> _Questions_
1. Repeat the review of Maritess' storyline from "Take Maritess’ storyline: she’s" up to and including "Ms. Marin’s performance.".
2. Pick up the review of Maritess' storyline after its final sentence and carry it forward.

> _Given text_
*** Begin section ***

Take Maritess’ storyline: she’s in over her head, even to the point of sexual assault (she’d refused her husband sex); she leaves him, but in the end relents to seeing her husband to negotiate a more equitable relationship. I can see the point to her capitulation — there’s no divorce in the Philippines, legal separation is obtained with much difficulty, and marital rape was belatedly outlawed in 1997 — but would have liked to have seen more ambivalence, even some bitterness, in Ms. Marin’s performance.

*** End section ***

> _Given entries_
*** Begin section ***

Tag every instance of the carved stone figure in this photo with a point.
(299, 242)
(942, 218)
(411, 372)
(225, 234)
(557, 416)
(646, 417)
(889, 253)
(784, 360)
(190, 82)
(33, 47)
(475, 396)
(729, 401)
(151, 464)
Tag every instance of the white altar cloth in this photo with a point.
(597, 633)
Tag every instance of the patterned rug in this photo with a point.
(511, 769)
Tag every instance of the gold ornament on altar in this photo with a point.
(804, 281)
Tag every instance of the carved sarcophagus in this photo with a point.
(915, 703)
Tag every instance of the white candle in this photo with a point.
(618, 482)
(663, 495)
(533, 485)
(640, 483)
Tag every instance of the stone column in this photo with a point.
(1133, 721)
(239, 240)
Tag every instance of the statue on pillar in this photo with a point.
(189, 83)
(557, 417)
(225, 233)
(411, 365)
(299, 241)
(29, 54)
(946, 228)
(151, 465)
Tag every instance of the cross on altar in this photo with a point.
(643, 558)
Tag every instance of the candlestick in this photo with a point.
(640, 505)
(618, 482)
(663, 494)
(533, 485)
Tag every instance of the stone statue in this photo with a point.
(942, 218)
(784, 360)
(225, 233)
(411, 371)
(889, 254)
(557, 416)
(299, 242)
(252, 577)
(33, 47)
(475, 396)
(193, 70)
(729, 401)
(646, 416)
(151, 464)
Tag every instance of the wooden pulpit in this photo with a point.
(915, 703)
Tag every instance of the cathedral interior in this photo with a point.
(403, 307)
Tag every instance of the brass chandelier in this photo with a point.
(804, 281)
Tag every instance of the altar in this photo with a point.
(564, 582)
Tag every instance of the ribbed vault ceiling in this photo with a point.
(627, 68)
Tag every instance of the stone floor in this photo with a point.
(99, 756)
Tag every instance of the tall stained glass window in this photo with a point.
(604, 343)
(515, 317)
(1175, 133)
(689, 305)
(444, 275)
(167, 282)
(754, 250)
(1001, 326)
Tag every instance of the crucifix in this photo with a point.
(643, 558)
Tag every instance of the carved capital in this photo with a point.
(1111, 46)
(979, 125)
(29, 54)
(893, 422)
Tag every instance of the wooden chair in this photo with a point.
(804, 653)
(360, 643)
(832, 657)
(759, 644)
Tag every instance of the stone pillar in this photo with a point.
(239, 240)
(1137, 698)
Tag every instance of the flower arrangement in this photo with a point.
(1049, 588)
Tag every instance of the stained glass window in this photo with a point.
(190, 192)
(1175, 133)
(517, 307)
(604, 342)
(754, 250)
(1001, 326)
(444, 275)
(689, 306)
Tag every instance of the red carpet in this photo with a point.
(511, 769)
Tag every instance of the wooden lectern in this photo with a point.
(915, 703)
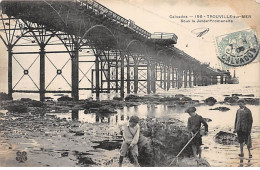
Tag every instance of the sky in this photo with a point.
(154, 16)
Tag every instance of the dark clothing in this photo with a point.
(194, 124)
(243, 137)
(244, 120)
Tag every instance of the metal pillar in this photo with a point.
(42, 71)
(190, 82)
(97, 78)
(148, 78)
(164, 78)
(128, 75)
(173, 85)
(135, 78)
(75, 73)
(10, 71)
(169, 78)
(185, 78)
(122, 77)
(153, 77)
(108, 73)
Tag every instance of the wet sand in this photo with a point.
(57, 139)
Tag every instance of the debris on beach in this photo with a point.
(222, 109)
(226, 138)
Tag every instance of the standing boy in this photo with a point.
(131, 132)
(243, 126)
(194, 124)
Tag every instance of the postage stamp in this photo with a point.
(237, 48)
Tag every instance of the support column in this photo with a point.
(185, 79)
(153, 77)
(190, 83)
(221, 79)
(169, 78)
(148, 77)
(165, 78)
(10, 71)
(173, 85)
(42, 71)
(122, 95)
(128, 75)
(108, 73)
(97, 78)
(75, 73)
(135, 78)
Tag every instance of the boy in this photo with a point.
(194, 124)
(243, 126)
(131, 132)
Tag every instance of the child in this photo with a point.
(131, 132)
(194, 124)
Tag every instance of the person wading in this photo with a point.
(131, 133)
(194, 124)
(243, 126)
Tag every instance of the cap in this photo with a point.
(134, 119)
(190, 110)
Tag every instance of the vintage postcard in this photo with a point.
(129, 83)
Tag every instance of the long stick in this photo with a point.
(184, 147)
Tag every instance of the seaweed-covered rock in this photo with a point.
(210, 101)
(65, 98)
(222, 109)
(226, 138)
(133, 98)
(17, 108)
(106, 110)
(4, 96)
(165, 140)
(253, 101)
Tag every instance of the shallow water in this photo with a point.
(216, 154)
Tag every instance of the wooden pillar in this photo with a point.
(168, 78)
(122, 77)
(221, 79)
(10, 71)
(153, 77)
(75, 73)
(165, 78)
(185, 79)
(148, 77)
(97, 78)
(135, 78)
(42, 71)
(116, 73)
(128, 75)
(173, 82)
(108, 72)
(190, 76)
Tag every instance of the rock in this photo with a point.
(133, 98)
(17, 107)
(226, 138)
(118, 98)
(25, 99)
(65, 98)
(92, 104)
(233, 99)
(210, 101)
(4, 96)
(106, 110)
(165, 139)
(34, 103)
(253, 101)
(222, 109)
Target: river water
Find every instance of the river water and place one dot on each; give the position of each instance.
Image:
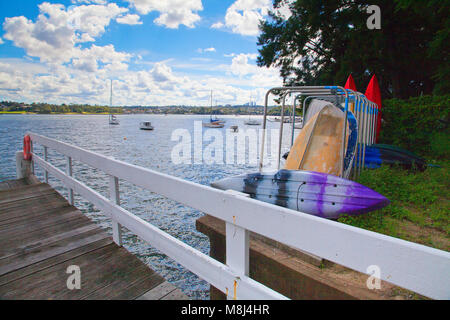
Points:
(149, 149)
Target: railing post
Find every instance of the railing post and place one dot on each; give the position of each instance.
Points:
(69, 173)
(46, 159)
(32, 162)
(114, 195)
(237, 250)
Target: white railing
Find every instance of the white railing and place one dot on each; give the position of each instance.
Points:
(409, 265)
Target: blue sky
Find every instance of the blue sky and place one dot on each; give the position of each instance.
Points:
(157, 52)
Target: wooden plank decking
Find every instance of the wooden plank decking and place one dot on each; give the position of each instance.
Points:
(41, 235)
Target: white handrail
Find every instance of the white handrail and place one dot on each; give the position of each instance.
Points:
(412, 266)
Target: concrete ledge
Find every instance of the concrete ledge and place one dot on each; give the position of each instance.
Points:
(295, 274)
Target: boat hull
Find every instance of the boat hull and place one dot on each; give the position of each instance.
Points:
(315, 193)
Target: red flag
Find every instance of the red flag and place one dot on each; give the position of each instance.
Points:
(373, 94)
(350, 84)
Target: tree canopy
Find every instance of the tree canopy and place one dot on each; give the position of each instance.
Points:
(320, 42)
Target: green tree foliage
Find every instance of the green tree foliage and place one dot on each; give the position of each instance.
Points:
(323, 41)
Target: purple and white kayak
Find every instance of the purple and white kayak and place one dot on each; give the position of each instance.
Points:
(316, 193)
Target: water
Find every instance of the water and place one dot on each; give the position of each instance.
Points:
(149, 149)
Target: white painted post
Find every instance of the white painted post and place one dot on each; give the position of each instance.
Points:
(32, 163)
(46, 159)
(69, 173)
(114, 195)
(237, 250)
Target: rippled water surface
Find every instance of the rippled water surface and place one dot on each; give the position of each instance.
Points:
(149, 149)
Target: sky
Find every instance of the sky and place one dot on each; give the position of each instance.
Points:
(157, 52)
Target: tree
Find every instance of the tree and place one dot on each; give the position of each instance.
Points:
(323, 41)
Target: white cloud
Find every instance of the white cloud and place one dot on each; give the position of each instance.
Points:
(131, 19)
(172, 12)
(71, 70)
(243, 16)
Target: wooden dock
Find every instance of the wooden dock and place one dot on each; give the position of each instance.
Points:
(41, 235)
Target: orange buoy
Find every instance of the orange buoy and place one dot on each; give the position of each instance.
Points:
(27, 148)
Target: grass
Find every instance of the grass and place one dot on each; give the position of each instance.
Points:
(419, 208)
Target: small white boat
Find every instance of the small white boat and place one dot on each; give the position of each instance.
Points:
(146, 126)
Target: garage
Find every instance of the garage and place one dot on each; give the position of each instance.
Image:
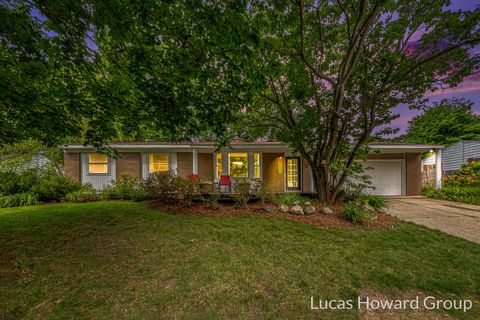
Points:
(386, 177)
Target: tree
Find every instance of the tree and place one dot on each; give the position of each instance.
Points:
(444, 123)
(335, 70)
(99, 70)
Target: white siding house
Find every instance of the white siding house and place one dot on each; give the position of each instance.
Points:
(455, 155)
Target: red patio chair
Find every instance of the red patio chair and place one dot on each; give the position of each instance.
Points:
(225, 182)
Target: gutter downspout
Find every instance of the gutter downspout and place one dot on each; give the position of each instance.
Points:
(438, 168)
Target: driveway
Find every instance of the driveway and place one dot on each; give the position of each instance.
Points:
(458, 219)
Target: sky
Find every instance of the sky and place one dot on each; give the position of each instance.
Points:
(468, 89)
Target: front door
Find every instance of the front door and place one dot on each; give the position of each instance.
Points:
(293, 173)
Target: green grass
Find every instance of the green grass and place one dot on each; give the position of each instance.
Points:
(123, 260)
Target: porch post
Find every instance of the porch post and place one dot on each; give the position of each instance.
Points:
(195, 161)
(438, 168)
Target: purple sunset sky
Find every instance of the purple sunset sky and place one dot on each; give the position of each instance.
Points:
(468, 89)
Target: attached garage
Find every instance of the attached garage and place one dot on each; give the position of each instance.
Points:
(387, 177)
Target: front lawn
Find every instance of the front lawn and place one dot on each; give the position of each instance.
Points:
(124, 260)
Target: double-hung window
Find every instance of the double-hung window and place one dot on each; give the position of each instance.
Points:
(158, 162)
(98, 163)
(238, 165)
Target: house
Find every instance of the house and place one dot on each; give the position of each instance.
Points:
(453, 157)
(394, 167)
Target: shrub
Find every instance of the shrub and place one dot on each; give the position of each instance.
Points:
(242, 193)
(126, 188)
(376, 202)
(289, 199)
(54, 186)
(469, 195)
(86, 194)
(468, 175)
(354, 213)
(162, 185)
(187, 189)
(19, 199)
(12, 182)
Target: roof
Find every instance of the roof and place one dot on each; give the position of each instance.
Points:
(393, 147)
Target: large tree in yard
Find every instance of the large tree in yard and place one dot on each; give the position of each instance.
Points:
(101, 70)
(335, 69)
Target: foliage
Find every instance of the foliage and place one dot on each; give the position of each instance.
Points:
(18, 200)
(161, 185)
(446, 122)
(126, 187)
(188, 188)
(86, 194)
(335, 71)
(468, 175)
(12, 182)
(242, 192)
(355, 213)
(54, 186)
(263, 190)
(30, 154)
(173, 71)
(290, 199)
(464, 194)
(376, 202)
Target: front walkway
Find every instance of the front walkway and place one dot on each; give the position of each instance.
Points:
(459, 219)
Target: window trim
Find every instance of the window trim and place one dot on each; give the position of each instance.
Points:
(148, 162)
(299, 161)
(215, 164)
(260, 171)
(228, 165)
(109, 166)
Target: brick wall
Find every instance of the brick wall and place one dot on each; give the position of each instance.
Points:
(129, 164)
(71, 162)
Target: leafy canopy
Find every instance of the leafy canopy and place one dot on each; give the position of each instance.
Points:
(103, 70)
(335, 69)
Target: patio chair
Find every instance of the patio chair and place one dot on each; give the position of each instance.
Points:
(225, 183)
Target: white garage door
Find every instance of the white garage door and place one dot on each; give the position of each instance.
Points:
(386, 177)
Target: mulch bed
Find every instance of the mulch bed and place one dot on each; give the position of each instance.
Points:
(317, 219)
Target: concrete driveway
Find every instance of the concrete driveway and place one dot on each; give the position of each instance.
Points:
(458, 219)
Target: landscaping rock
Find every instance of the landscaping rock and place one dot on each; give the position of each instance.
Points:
(326, 210)
(309, 209)
(296, 209)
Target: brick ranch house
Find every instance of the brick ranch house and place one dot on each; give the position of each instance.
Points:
(395, 168)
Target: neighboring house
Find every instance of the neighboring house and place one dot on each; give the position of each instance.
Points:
(453, 157)
(395, 167)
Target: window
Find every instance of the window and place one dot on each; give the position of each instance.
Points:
(158, 162)
(238, 165)
(256, 165)
(219, 164)
(97, 163)
(293, 173)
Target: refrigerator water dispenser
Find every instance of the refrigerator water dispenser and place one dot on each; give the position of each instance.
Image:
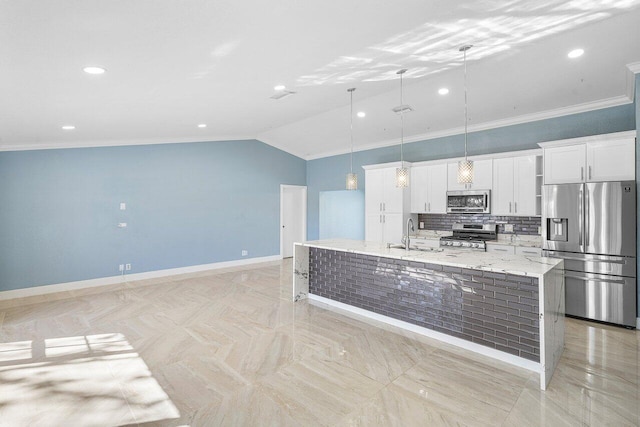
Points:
(557, 229)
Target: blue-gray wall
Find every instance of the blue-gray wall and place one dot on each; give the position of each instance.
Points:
(187, 204)
(329, 173)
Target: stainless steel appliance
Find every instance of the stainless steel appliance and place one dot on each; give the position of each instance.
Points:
(470, 236)
(592, 227)
(469, 201)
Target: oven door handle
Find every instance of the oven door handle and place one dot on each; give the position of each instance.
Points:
(594, 279)
(611, 261)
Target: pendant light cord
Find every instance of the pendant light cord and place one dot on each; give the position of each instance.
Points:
(466, 114)
(401, 123)
(351, 92)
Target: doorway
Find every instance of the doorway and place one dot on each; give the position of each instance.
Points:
(293, 217)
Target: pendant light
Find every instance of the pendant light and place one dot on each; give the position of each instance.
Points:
(465, 167)
(352, 178)
(402, 173)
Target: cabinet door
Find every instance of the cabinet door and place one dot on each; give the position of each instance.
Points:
(373, 227)
(419, 189)
(437, 189)
(564, 165)
(482, 176)
(374, 188)
(524, 191)
(502, 202)
(452, 178)
(611, 160)
(393, 228)
(392, 195)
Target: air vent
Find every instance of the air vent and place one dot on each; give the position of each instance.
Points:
(282, 94)
(402, 109)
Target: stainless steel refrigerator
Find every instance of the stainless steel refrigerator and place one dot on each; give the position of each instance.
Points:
(592, 227)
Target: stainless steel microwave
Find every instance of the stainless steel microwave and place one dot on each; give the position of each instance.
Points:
(469, 201)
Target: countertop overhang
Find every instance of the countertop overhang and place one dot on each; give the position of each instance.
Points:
(533, 266)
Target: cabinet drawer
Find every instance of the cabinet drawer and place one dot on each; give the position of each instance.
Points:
(523, 250)
(501, 249)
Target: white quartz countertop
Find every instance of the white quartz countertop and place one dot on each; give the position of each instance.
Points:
(534, 266)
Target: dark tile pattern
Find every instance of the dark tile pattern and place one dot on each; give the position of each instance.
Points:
(492, 309)
(527, 225)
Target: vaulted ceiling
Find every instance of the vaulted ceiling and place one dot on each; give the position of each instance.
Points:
(171, 65)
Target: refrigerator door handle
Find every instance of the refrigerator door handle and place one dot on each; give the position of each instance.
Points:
(586, 217)
(580, 219)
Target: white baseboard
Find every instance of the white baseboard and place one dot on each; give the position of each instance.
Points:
(476, 348)
(102, 281)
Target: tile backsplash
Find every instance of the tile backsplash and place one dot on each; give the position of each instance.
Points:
(527, 225)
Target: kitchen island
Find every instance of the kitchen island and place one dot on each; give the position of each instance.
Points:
(508, 307)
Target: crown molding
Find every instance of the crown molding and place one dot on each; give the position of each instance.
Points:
(58, 145)
(525, 118)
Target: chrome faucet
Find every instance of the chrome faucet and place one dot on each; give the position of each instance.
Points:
(408, 239)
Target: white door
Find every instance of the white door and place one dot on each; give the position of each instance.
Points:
(293, 217)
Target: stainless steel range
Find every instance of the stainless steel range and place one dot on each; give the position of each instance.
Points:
(470, 236)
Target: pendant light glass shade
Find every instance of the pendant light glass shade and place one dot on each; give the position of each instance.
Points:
(402, 173)
(465, 167)
(402, 177)
(352, 178)
(465, 172)
(352, 181)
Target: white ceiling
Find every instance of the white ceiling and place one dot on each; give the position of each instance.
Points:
(174, 64)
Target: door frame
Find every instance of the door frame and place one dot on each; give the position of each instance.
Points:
(303, 209)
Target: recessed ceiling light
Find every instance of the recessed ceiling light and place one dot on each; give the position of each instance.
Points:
(575, 53)
(94, 70)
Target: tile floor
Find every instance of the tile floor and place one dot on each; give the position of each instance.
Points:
(228, 347)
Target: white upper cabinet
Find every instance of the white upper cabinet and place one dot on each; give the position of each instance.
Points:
(515, 186)
(429, 189)
(601, 158)
(611, 160)
(564, 165)
(482, 176)
(386, 206)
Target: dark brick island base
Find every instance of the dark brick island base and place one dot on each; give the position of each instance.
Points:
(518, 318)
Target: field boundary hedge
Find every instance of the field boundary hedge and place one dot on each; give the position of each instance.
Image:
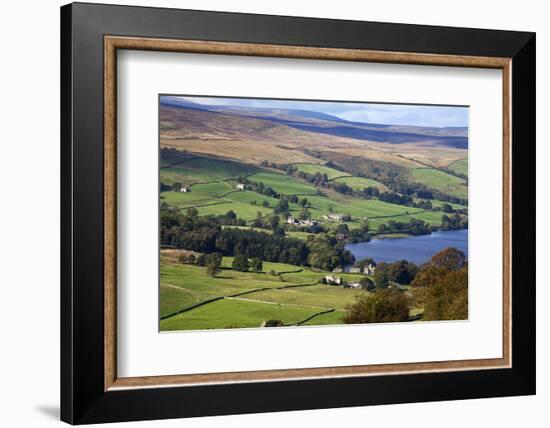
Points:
(312, 316)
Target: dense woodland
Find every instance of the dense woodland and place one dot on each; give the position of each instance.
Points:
(206, 235)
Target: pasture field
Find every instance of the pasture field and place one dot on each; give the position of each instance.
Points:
(460, 166)
(245, 211)
(310, 168)
(247, 197)
(233, 313)
(332, 318)
(190, 199)
(360, 183)
(438, 203)
(441, 181)
(196, 281)
(323, 296)
(216, 189)
(184, 285)
(291, 234)
(173, 298)
(175, 174)
(355, 207)
(205, 168)
(283, 183)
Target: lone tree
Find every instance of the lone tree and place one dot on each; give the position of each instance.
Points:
(383, 306)
(213, 263)
(441, 286)
(366, 283)
(257, 264)
(240, 263)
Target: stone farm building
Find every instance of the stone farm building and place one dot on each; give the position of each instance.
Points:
(299, 222)
(334, 217)
(333, 280)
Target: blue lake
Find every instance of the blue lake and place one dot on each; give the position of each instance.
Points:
(416, 249)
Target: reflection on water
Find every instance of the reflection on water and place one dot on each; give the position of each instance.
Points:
(417, 249)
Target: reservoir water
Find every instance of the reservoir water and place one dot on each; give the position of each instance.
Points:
(416, 249)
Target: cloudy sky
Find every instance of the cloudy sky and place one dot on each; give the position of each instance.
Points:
(391, 114)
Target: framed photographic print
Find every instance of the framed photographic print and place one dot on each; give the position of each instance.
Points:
(266, 213)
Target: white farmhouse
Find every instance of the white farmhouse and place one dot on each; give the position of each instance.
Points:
(333, 280)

*** End section ***

> _Answers by item number_
1.
Take Maritess’ storyline: she’s in over her head, even to the point of sexual assault (she’d refused her husband sex); she leaves him, but in the end relents to seeing her husband to negotiate a more equitable relationship. I can see the point to her capitulation — there’s no divorce in the Philippines, legal separation is obtained with much difficulty, and marital rape was belatedly outlawed in 1997 — but would have liked to have seen more ambivalence, even some bitterness, in Ms. Marin’s performance.

2.
With Gina Alajar’s Kathy, Mr. Lee and Ms. Diaz-Abaya are on more comfortable ground and go for comic gold. Kathy is hilariously clueless; every time she opens her mouth you cringe in anticipation. In an interview she articulates her new Hare Krishna/Catholic mishmash of a faith, responding to the journalist’s pointed questions: “some call me Kathy, some Katherine, still others Kate, and when I was young Tate; if I can have four names why can’t God?” Kathy does have a nicely played scene where she’s in bed with the single most corrupt figure she’s encountered so far (Jess Ramos’ corpulent Mr. Suarez) and asks: do I have talent? Things may be going her way but Kathy, after all is said and done, values truth over showbiz achievement, and the poignancy of the moment is made sharper by all the comedy that came before.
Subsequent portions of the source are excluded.